— Begin Input rows —

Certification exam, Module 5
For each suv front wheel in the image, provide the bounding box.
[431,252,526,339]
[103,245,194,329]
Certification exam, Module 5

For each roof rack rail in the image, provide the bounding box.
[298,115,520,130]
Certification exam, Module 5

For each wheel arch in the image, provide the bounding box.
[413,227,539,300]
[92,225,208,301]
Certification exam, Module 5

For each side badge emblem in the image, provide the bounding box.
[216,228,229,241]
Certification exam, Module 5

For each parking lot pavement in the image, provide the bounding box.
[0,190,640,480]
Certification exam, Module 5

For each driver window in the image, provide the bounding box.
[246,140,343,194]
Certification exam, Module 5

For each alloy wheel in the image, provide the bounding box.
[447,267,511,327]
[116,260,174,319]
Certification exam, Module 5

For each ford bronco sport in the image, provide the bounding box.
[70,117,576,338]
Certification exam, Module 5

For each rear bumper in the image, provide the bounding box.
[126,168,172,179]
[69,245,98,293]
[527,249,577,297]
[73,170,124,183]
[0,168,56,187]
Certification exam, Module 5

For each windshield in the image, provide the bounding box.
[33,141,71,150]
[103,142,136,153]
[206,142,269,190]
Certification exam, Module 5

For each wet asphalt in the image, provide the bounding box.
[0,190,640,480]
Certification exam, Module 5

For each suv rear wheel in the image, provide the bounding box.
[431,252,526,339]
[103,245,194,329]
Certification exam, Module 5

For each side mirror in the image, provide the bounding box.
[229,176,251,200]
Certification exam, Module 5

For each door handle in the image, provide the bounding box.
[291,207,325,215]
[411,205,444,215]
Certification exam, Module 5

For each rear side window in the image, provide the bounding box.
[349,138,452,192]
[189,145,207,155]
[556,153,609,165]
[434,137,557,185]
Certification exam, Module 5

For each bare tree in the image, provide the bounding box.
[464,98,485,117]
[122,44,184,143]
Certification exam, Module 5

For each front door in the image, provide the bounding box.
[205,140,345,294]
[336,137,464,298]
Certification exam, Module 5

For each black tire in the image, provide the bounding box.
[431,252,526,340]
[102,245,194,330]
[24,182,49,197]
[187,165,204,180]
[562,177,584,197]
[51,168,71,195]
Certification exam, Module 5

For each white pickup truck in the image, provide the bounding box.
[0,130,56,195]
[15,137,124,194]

— End Input rows —

● **The problem**: Convert the listing, from its start up to and including the line with "[92,225,208,301]", into a two-column CSV with the columns request and answer. Give one row per request, with its text and its answer each in a single quoted field and line breaks replaced by spaces.

● **Reply to the exercise**:
request,answer
"Certification exam, Module 5 For each suv front wheel in the image, provide the bounding box.","[431,252,526,339] [103,245,194,329]"
"Certification exam, Module 5 For each roof rack rail in the image, provide the bounding box.","[298,115,520,130]"
"Certification exam, Module 5 For each wheel arch in the image, provide the bounding box.","[413,227,539,300] [92,225,208,301]"